-------- Exercise materials --------

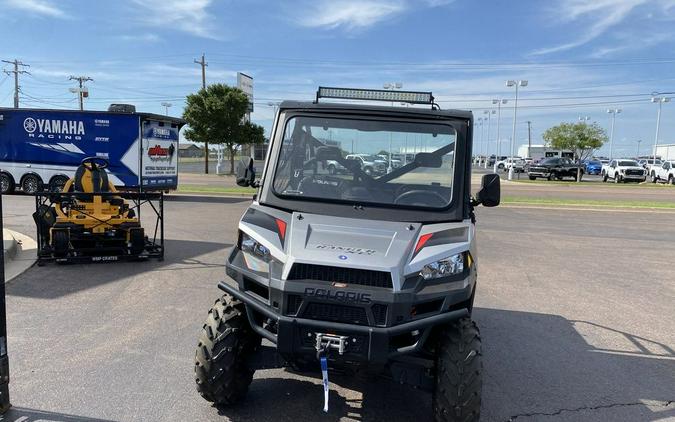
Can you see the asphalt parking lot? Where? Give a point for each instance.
(575, 308)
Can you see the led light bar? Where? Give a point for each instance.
(410, 97)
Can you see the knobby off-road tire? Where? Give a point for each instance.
(225, 343)
(459, 368)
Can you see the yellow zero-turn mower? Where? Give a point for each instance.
(87, 219)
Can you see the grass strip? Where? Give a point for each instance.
(587, 202)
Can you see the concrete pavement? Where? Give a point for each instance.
(575, 310)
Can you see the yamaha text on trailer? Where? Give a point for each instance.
(41, 149)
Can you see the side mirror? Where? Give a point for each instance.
(327, 153)
(429, 160)
(490, 191)
(246, 172)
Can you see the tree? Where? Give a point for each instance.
(247, 133)
(580, 138)
(216, 115)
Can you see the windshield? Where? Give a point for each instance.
(628, 163)
(312, 146)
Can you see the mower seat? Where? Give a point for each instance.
(91, 179)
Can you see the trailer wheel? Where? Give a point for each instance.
(136, 241)
(6, 184)
(31, 184)
(57, 183)
(225, 342)
(60, 243)
(457, 394)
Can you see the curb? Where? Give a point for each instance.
(21, 255)
(9, 245)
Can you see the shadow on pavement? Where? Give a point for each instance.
(19, 414)
(535, 366)
(208, 199)
(54, 280)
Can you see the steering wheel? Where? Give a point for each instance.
(95, 163)
(419, 197)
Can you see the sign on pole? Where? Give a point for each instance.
(245, 83)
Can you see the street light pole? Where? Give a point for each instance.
(613, 112)
(487, 141)
(166, 107)
(660, 101)
(499, 103)
(479, 122)
(392, 86)
(517, 84)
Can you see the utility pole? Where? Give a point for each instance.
(4, 360)
(529, 138)
(203, 64)
(16, 73)
(80, 91)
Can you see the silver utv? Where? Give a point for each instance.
(377, 273)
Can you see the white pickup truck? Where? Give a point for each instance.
(623, 171)
(664, 173)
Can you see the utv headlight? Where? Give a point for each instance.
(445, 267)
(256, 256)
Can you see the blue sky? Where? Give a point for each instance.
(580, 57)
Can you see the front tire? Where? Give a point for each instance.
(6, 184)
(31, 184)
(459, 367)
(225, 342)
(57, 183)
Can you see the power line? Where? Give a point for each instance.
(16, 73)
(81, 91)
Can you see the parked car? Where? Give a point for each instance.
(517, 163)
(593, 167)
(333, 167)
(664, 173)
(554, 168)
(624, 171)
(649, 163)
(370, 164)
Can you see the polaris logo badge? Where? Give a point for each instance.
(346, 249)
(339, 295)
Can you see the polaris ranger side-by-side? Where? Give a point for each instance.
(355, 271)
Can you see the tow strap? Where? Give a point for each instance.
(324, 374)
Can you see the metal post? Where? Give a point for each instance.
(513, 135)
(660, 101)
(4, 361)
(529, 138)
(203, 64)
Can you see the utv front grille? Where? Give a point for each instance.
(379, 314)
(341, 275)
(336, 313)
(293, 305)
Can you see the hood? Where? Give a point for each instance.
(347, 242)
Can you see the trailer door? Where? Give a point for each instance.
(159, 154)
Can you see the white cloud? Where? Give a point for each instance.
(605, 14)
(37, 7)
(147, 37)
(189, 16)
(357, 14)
(350, 14)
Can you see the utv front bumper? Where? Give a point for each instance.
(296, 336)
(379, 324)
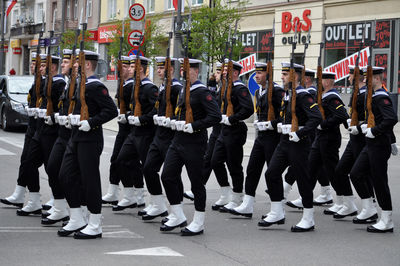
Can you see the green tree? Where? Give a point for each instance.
(210, 30)
(68, 40)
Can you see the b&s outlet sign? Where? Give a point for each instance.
(289, 23)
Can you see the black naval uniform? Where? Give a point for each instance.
(292, 153)
(266, 141)
(57, 153)
(375, 154)
(162, 140)
(188, 149)
(45, 135)
(325, 148)
(229, 145)
(134, 150)
(123, 132)
(80, 165)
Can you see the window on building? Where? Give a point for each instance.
(40, 13)
(90, 7)
(68, 15)
(75, 9)
(112, 9)
(150, 4)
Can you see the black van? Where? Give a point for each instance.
(13, 100)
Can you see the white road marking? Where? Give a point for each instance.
(5, 152)
(156, 251)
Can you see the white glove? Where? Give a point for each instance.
(353, 130)
(188, 128)
(121, 119)
(279, 127)
(48, 120)
(293, 137)
(84, 125)
(155, 120)
(223, 119)
(395, 151)
(369, 134)
(348, 122)
(166, 122)
(136, 121)
(172, 124)
(364, 128)
(269, 126)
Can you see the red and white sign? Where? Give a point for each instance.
(341, 68)
(136, 12)
(106, 33)
(134, 38)
(248, 64)
(289, 25)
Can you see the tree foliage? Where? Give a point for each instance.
(210, 30)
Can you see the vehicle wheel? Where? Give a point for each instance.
(4, 123)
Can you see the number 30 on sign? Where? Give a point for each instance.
(136, 12)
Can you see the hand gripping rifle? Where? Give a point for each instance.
(168, 76)
(122, 105)
(49, 107)
(319, 80)
(292, 84)
(371, 117)
(82, 71)
(186, 69)
(270, 71)
(72, 71)
(229, 107)
(38, 75)
(223, 80)
(356, 88)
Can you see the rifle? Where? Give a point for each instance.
(371, 117)
(356, 88)
(82, 71)
(168, 76)
(38, 75)
(49, 107)
(72, 71)
(292, 85)
(186, 68)
(270, 71)
(223, 80)
(122, 105)
(319, 80)
(229, 108)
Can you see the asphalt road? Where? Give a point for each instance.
(227, 240)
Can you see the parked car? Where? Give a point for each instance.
(13, 99)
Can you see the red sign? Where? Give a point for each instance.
(289, 25)
(106, 33)
(134, 38)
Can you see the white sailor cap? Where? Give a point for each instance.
(260, 66)
(375, 70)
(328, 75)
(286, 67)
(236, 65)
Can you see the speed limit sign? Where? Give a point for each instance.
(136, 12)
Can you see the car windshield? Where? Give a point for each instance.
(20, 85)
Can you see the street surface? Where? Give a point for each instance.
(227, 240)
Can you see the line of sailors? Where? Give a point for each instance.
(144, 143)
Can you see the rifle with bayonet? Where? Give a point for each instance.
(49, 73)
(82, 71)
(270, 71)
(371, 116)
(292, 84)
(356, 87)
(38, 75)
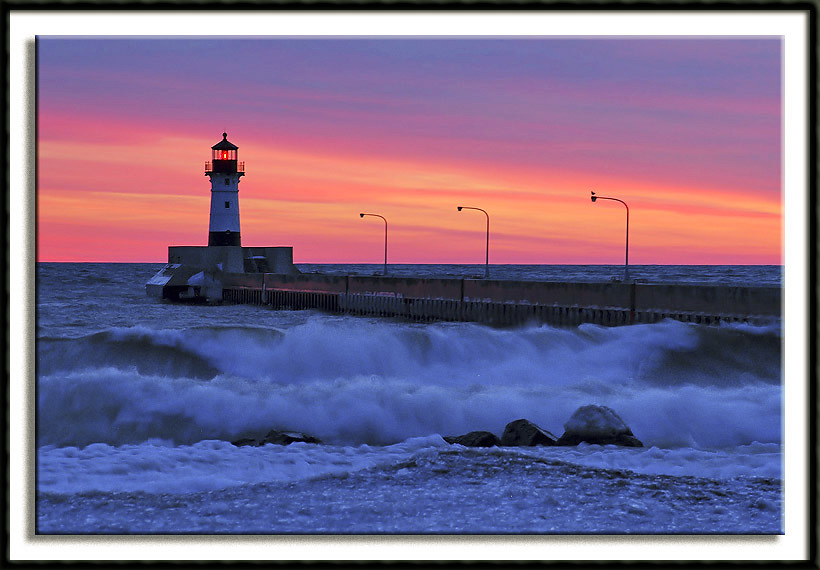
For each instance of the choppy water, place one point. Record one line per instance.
(138, 399)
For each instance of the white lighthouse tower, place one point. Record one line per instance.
(224, 172)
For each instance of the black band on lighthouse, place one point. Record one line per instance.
(223, 238)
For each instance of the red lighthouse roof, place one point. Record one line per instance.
(224, 144)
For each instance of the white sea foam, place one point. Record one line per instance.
(210, 465)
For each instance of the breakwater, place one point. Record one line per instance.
(502, 302)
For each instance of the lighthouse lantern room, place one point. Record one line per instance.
(224, 171)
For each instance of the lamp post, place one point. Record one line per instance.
(487, 256)
(385, 237)
(593, 197)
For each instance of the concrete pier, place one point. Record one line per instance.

--------

▸ Task prompt:
Could you write all the entries out again exactly, but without their pictures?

▸ Exercise response:
Can you see the asphalt parking lot? Where? Give a point for each instance.
(575, 308)
Can you see the led light bar? Where? Give a point for each instance.
(410, 97)
Can you see the knobby off-road tire? Where? Give a point for each instance.
(225, 343)
(459, 368)
Can you see the yellow zero-turn mower? Where? Give a point for each instance.
(87, 219)
Can you see the grass strip? Where? Give a point for each instance.
(587, 202)
Can you see the concrete pavement? Where? Give a point for each instance.
(575, 310)
Can you see the yamaha text on trailer? Where? Give a point for each instance.
(41, 149)
Can you see the side mirror? Where? Give a point for each instance.
(327, 153)
(429, 160)
(490, 191)
(246, 172)
Can you see the tree? Where? Give a point for each instance.
(247, 133)
(580, 138)
(216, 115)
Can you see the windshield? Where? Give a point for each instance.
(628, 163)
(312, 146)
Can you see the mower seat? Where? Give a point for each instance.
(91, 179)
Can you see the trailer wheel? Where? Give a point for each instance.
(136, 241)
(6, 184)
(31, 184)
(57, 183)
(225, 342)
(60, 243)
(457, 394)
Can you see the curb? Where? Give a point for each instance.
(21, 255)
(9, 245)
Can you see the shadow on pavement? Where? Give a point for each instance.
(19, 414)
(535, 366)
(208, 199)
(54, 280)
Can you see the steering wheel? Where? Give a point for each instance.
(95, 163)
(419, 197)
Can you see the sign on pole? Where? Give a point for each instance.
(245, 83)
Can you see the street light pole? Where? Give a point for each instance.
(613, 112)
(487, 141)
(166, 107)
(660, 101)
(499, 103)
(479, 122)
(392, 86)
(517, 84)
Can you see the utility pole? Where? Give a point for each instance.
(4, 360)
(529, 138)
(203, 64)
(16, 73)
(80, 91)
Can you see the silver utv? Where? Give a point for each instance.
(377, 273)
Can you see the white pickup truck? Where? Give a point for each instance.
(623, 171)
(664, 173)
Can you see the utv headlight? Where? Give a point for each instance.
(445, 267)
(256, 256)
Can you see the blue sky? Where? Give a point for each instance.
(580, 57)
Can you see the front tire? Where? Give a point for each instance.
(6, 184)
(31, 184)
(459, 367)
(225, 342)
(57, 183)
Can you see the power line? Where? Give a point for each instance.
(16, 73)
(81, 91)
Can you see the parked car? Where? Give a point for each instance.
(517, 163)
(593, 167)
(333, 167)
(664, 173)
(554, 168)
(624, 171)
(649, 163)
(370, 164)
Can you see the polaris logo badge? Where? Give a point for each instance.
(346, 249)
(339, 295)
Can you see the polaris ranger side-by-side? Where? Give a point for each instance.
(355, 271)
Can you see the tow strap? Where? Give a point for each instance.
(324, 374)
Can you see the metal post? Where? Give a point for each instance.
(513, 135)
(660, 101)
(4, 361)
(529, 138)
(203, 64)
Can you see the utv front grille? Where? Give a point for each instance.
(379, 314)
(341, 275)
(336, 313)
(293, 305)
Can you see the hood? Where? Give a point for each instance.
(347, 242)
Can you see the trailer door? Where? Give a point for each instance.
(159, 154)
Can you see the white cloud? Where? Give a point for each instance.
(605, 14)
(37, 7)
(147, 37)
(189, 16)
(357, 14)
(350, 14)
Can you see the utv front bumper? Where? Give a point for each instance.
(296, 336)
(379, 324)
Can you see the green tree? Where? Give a point for each instance.
(210, 30)
(68, 40)
Can you see the b&s outlet sign? Where? Give a point for each instance.
(289, 23)
Can you see the black naval uniform? Where? Give a point for each instance.
(292, 153)
(266, 141)
(57, 153)
(375, 154)
(162, 140)
(188, 149)
(45, 135)
(325, 148)
(229, 145)
(134, 150)
(123, 132)
(80, 165)
Can you see the window on building? Where? Give a point for each instance.
(40, 13)
(90, 7)
(68, 15)
(75, 9)
(112, 9)
(150, 4)
Can you see the black van? Where? Give a point for each instance.
(13, 100)
Can you see the white road marking? Where? Give a point for each instance.
(5, 152)
(156, 251)
Can you see the white glove? Where? Give a point for each instance.
(353, 130)
(188, 128)
(121, 119)
(279, 127)
(48, 120)
(293, 137)
(84, 125)
(155, 120)
(223, 119)
(395, 151)
(369, 134)
(348, 122)
(166, 122)
(136, 121)
(172, 124)
(364, 128)
(269, 126)
Can you see the red and white sign? Where? Give a point for each instance.
(341, 68)
(136, 12)
(106, 33)
(134, 38)
(248, 64)
(289, 25)
Can you see the tree foliage? Where? Give a point for each instance.
(210, 30)
Can you see the vehicle wheel? Where? Give a point for each instance.
(4, 123)
Can you see the number 30 on sign? Where? Give a point for each instance.
(136, 12)
Can you see the hand gripping rifle? Where? Give a point for each instance.
(168, 76)
(122, 105)
(49, 107)
(319, 80)
(292, 84)
(371, 117)
(82, 71)
(186, 69)
(270, 71)
(72, 71)
(229, 107)
(38, 75)
(223, 80)
(356, 88)
Can you see the rifle? Where? Give a point for each instance.
(371, 117)
(356, 88)
(82, 71)
(168, 76)
(38, 75)
(49, 107)
(72, 71)
(292, 85)
(186, 68)
(270, 71)
(223, 80)
(122, 105)
(319, 80)
(229, 108)
Can you see the asphalt road? Where? Give a point for each instance.
(227, 240)
Can you see the parked car? Where? Give a point for each instance.
(13, 99)
Can you see the red sign? Where? Give a point for each instance.
(289, 25)
(106, 33)
(134, 38)
Can you see the white sailor cap? Where? Give a point for each instance.
(260, 66)
(375, 70)
(328, 75)
(286, 67)
(236, 65)
Can you see the speed limit sign? Where? Give a point for each instance.
(136, 12)
Can you see the car windshield? Where? Give a point for each instance.
(20, 85)
Can you see the street surface? Where? Give a point for each instance.
(227, 240)
Can you see the line of sailors? Where? Give a point for each instance.
(144, 143)
Can you see the rifle with bayonet? Where? Give a point for each instance.
(49, 73)
(82, 71)
(270, 71)
(371, 116)
(292, 84)
(356, 87)
(38, 75)
For each instance of the choppy water, place one point. Record one line per instance.
(138, 399)
For each instance of the white lighthouse tower, place one point. Record one line per instance.
(224, 172)
For each instance of the black band on lighthouse, place one point. Record one line per instance.
(223, 238)
For each instance of the red lighthouse roof, place one point. Record one line per instance.
(224, 144)
For each instance of the white sea foam, place one point. Record one line per instance.
(210, 465)
For each instance of the breakwater, place one point. Record one line per instance.
(502, 302)
For each instance of the lighthouse lantern room, place one point. Record one line per instance.
(224, 171)
For each instance of the lamp post, place one point. Record one line per instance.
(487, 256)
(385, 237)
(593, 197)
For each instance of the concrete pier, place one point. Record one line per instance.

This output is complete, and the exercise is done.